--- Begin Source ---

First, delete ⅔ of the them - no one really wants to see 7 pictures of the exact same thing.  Pick the good one and DELETE the others.

Second, caption the photos NOW.  Don't wait - because if you do you will all of a sudden have 100 photos from October of '09 and you can't remember exactly who, what, where information.biggrin

Then decide how you are going to use them.  Blog, photo albumin, Facebook, etc.  

We have backup storage and also store pictures online at our blog site.  

 

Barb

 


 I'd have to go along with Barb here except instead of 2/3 more like 9/10 or maybe 19/20.  The pros toss 1000's to get just one shot. Here's my reasoning, it doesn't matter if its a picture of your favorite thing, person or whatever, if it's even a tiny bit blurry... gone.  Save only clear/sharp pix that have memorable, truly memorable subjects in them.... awesome sunrise, telephoto shot of that eagle, candid pix of a pet or family member when they aren't hamming it for the camera...

--- End Source ---

Tasks.
[1] Answer these from the posts on sorting photos:
(a) What fraction of the pictures does Barb say to delete first?
(b) Besides backup storage, where does Barb keep pictures online?
(c) What fractions does the second poster offer in place of 2/3?
[2] Output the stretch of the posts on sorting photos from "Then decide how" through "for the camera...", copied word for word.
The records have no connection to the text.

--- Begin Material provided ---

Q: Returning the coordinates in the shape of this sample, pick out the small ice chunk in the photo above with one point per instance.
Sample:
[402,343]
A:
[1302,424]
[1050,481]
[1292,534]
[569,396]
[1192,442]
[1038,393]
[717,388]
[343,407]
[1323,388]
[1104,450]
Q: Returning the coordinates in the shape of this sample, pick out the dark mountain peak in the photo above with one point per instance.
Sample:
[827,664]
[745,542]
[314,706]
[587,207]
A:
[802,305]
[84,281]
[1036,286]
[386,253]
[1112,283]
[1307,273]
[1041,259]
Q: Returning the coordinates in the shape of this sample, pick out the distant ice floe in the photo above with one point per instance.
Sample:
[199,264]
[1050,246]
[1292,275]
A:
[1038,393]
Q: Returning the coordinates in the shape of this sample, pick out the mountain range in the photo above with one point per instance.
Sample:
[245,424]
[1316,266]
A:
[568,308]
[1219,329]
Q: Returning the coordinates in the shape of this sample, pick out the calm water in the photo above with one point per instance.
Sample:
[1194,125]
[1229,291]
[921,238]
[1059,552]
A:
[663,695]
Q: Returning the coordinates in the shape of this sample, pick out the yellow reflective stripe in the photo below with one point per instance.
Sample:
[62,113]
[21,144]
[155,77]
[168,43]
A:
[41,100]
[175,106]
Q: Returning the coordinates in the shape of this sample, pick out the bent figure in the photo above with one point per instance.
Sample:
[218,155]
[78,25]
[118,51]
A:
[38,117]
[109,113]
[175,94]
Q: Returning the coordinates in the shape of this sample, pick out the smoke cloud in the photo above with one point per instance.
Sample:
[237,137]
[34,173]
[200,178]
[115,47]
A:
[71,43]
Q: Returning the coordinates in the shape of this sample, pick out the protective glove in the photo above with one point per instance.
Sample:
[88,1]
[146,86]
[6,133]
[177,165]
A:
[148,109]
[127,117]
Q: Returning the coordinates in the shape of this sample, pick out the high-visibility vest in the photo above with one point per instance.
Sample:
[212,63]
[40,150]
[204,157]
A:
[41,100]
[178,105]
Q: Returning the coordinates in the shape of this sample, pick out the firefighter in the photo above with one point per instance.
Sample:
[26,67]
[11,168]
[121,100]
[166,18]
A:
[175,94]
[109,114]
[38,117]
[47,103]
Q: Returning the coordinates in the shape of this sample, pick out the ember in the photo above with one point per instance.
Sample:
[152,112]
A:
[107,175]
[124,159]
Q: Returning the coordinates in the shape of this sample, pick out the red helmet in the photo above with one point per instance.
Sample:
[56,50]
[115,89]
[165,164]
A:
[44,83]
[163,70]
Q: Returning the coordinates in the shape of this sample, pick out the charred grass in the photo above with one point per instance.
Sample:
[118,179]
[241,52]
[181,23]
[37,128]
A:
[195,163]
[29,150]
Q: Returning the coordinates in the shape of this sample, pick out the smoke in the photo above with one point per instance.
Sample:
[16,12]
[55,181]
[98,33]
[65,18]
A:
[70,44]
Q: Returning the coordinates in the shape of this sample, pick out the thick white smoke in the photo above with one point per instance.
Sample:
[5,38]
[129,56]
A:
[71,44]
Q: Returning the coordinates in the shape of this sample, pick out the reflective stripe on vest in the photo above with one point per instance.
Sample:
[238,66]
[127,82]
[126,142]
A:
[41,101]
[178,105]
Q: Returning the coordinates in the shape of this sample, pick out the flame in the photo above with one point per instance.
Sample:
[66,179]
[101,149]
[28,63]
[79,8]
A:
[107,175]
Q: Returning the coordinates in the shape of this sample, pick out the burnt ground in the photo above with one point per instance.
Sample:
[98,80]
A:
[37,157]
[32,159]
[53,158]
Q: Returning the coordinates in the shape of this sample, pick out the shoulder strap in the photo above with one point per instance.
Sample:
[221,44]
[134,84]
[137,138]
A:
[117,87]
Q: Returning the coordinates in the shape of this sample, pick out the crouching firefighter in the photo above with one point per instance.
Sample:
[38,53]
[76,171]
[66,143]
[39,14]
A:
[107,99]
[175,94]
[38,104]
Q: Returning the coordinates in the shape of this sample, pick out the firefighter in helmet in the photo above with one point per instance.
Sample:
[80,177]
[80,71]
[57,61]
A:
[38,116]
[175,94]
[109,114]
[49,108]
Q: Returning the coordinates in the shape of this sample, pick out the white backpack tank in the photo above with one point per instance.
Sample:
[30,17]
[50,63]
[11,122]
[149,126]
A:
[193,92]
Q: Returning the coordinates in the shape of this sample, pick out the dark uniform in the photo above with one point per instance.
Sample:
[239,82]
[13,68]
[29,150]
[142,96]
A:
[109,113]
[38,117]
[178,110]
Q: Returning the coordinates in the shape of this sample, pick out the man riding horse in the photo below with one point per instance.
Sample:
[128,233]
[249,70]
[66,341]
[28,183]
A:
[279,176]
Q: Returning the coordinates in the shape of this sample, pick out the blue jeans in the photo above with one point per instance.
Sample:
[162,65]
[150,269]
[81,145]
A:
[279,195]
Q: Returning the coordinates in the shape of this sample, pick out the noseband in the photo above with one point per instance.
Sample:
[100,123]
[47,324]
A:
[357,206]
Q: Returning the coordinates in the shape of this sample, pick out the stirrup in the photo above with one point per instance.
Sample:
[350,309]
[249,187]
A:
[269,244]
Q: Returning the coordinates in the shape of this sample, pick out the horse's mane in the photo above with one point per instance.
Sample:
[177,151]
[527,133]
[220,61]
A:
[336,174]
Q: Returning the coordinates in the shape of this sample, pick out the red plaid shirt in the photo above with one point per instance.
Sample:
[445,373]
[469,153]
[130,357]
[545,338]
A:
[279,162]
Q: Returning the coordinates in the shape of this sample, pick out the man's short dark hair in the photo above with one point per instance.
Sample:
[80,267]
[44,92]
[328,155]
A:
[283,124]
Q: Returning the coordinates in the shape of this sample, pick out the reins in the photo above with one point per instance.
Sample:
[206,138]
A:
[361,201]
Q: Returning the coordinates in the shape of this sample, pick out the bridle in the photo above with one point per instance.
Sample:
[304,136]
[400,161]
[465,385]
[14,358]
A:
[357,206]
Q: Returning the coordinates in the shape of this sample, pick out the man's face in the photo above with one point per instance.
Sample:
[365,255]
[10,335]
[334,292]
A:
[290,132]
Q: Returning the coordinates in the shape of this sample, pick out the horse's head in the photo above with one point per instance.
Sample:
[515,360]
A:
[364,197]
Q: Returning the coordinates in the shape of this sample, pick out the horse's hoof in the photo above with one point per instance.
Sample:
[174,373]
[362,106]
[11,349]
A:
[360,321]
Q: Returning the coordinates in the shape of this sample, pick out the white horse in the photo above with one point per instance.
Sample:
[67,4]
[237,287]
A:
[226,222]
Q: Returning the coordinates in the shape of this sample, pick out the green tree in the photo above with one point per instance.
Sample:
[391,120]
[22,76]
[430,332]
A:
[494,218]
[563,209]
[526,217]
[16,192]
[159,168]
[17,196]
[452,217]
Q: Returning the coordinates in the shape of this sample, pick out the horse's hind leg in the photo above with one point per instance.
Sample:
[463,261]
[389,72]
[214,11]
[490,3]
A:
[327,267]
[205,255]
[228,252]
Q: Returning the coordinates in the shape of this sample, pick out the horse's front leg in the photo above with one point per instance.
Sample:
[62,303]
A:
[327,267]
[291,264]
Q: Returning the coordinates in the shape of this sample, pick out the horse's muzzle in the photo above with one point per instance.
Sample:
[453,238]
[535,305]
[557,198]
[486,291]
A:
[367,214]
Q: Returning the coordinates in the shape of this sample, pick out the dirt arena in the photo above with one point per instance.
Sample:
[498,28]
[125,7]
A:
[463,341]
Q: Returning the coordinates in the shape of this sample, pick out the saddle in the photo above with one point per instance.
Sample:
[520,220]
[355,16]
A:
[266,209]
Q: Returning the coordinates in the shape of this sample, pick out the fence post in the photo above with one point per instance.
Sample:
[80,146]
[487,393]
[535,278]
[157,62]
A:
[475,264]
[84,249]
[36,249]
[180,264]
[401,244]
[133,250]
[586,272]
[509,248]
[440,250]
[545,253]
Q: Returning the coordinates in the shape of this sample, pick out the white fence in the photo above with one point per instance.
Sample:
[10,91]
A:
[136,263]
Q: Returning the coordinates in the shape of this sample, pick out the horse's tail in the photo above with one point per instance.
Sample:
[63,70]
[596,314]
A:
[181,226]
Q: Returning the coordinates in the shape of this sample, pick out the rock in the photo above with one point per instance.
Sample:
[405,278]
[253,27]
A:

--- End Material provided ---

Results in order.
[1]
(a) ⅔ of them.
(b) At their blog site.
(c) More like 9/10 or maybe 19/20.

[2]
Then decide how you are going to use them.  Blog, photo albumin, Facebook, etc.  

We have backup storage and also store pictures online at our blog site.  

 

Barb

 


 I'd have to go along with Barb here except instead of 2/3 more like 9/10 or maybe 19/20.  The pros toss 1000's to get just one shot. Here's my reasoning, it doesn't matter if its a picture of your favorite thing, person or whatever, if it's even a tiny bit blurry... gone.  Save only clear/sharp pix that have memorable, truly memorable subjects in them.... awesome sunrise, telephoto shot of that eagle, candid pix of a pet or family member when they aren't hamming it for the camera...